■ Set task
Rewrite the paragraph beginning "The Cottage in Oost serves" from the article on British food in Amsterdam as a short bulleted list, keeping its main facts.

■ Passage shown
..............................
British Prime Minister Theresa May may have until November to come up with a new deal, but many businesses have already taken the decision to abandon the sinking ship and translocate to the continent, with Amsterdam being one of the preferred locations. At the moment there are more than 10,000 Britons living in the city. In 2017 they made up the largest group of migrants after the Americans. Where can British Amsterdammers go for their beloved real ale, pies and fish and chips?
Translator Martin Cleaver moved to Amsterdam from England in 1973. “Things are in a sad state for expat Brits since Marks & Spencer closed (in 2017, ed.). It was my home from home. Finding a pork pie, good sausage and above all smoked haddock has become problematic.” But there is hope around the corner. A number of shops and restaurants are billing themselves as specifically British.
The Cottage in Oost serves British comfort food like shepherd’s pie, scones, bread-and-butter pudding and Welsh rarebit. And it all tastes as good as it sounds. Those with a thirst can also find what they’re looking for: tea, Pimm’s, a range of English ciders and an extensive beer list. Every week there is a different Sunday roast.
Betke Winters opened The Cottage along with her partner Gillis Willeboordse, his sister Colette and her partner Maarten van der Schaft - all of them Dutch. “We wanted to open something classical and timeless. The pieces fell into place during a holiday in England, and we came up with a plan: an eatery you can turn up at any time of the day with the cosy atmosphere of front-room-meets-pub, but with good quality food. A bit like England’s gastropubs.”
..............................
■ Given entries
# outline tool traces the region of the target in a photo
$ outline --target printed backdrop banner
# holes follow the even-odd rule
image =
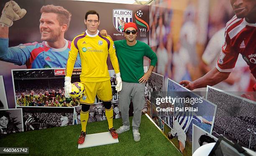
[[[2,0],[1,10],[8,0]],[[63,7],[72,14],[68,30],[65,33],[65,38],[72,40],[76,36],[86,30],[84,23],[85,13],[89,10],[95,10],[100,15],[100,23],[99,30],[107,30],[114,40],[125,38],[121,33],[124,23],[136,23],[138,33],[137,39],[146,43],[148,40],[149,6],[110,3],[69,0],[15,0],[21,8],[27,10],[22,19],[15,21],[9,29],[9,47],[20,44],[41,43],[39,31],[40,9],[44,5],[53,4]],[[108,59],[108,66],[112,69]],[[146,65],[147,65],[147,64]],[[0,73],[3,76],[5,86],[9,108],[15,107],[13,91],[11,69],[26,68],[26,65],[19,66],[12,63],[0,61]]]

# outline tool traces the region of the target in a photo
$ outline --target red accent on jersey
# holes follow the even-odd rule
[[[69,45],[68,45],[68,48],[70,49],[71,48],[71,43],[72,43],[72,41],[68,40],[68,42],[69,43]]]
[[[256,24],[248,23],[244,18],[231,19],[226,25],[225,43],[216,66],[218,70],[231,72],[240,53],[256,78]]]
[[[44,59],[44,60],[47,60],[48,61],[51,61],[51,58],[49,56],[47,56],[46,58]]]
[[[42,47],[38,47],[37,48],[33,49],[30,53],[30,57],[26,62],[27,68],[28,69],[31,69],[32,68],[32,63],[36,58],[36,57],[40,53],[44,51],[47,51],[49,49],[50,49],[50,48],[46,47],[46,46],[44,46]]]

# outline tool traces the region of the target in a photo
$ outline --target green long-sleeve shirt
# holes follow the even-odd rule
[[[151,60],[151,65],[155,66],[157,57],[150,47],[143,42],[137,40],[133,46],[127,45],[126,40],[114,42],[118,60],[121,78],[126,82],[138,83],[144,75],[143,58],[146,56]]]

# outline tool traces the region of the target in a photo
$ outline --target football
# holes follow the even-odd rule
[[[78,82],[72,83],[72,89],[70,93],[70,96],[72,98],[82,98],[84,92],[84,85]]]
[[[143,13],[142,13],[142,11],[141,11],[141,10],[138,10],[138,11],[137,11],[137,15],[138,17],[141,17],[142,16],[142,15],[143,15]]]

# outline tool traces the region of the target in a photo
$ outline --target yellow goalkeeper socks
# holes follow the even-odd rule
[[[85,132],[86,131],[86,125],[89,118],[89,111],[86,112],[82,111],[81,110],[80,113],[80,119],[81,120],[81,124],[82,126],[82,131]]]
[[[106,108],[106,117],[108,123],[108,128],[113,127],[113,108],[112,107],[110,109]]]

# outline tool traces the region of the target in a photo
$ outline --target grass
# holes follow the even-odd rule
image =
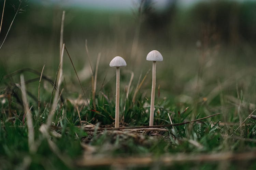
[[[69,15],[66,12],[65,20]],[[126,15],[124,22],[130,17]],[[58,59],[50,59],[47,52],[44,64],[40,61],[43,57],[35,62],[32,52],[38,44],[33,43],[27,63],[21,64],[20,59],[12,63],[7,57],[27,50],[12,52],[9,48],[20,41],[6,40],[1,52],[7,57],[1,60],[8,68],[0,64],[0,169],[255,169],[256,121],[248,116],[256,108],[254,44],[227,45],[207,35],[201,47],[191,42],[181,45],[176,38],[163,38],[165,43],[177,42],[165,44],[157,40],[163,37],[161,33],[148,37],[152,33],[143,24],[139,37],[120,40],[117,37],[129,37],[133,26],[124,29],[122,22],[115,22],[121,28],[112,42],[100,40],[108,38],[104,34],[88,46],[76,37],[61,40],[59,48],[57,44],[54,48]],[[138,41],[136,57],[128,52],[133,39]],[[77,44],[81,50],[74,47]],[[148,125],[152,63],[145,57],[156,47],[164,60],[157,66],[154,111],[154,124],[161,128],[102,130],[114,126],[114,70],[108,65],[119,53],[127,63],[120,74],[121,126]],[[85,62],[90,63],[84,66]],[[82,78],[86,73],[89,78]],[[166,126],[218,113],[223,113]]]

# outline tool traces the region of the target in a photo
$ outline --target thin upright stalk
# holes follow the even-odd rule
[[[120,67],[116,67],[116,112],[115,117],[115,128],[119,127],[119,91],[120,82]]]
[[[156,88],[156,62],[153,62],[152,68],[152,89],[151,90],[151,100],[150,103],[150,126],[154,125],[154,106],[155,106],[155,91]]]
..............................
■ Task solution
- The Cottage in Oost serves British comfort food such as shepherd's pie, scones, bread-and-butter pudding and Welsh rarebit.
- The food tastes as good as it sounds.
- Drinks include tea, Pimm's, a range of English ciders and a long beer list.
- There is a different Sunday roast every week.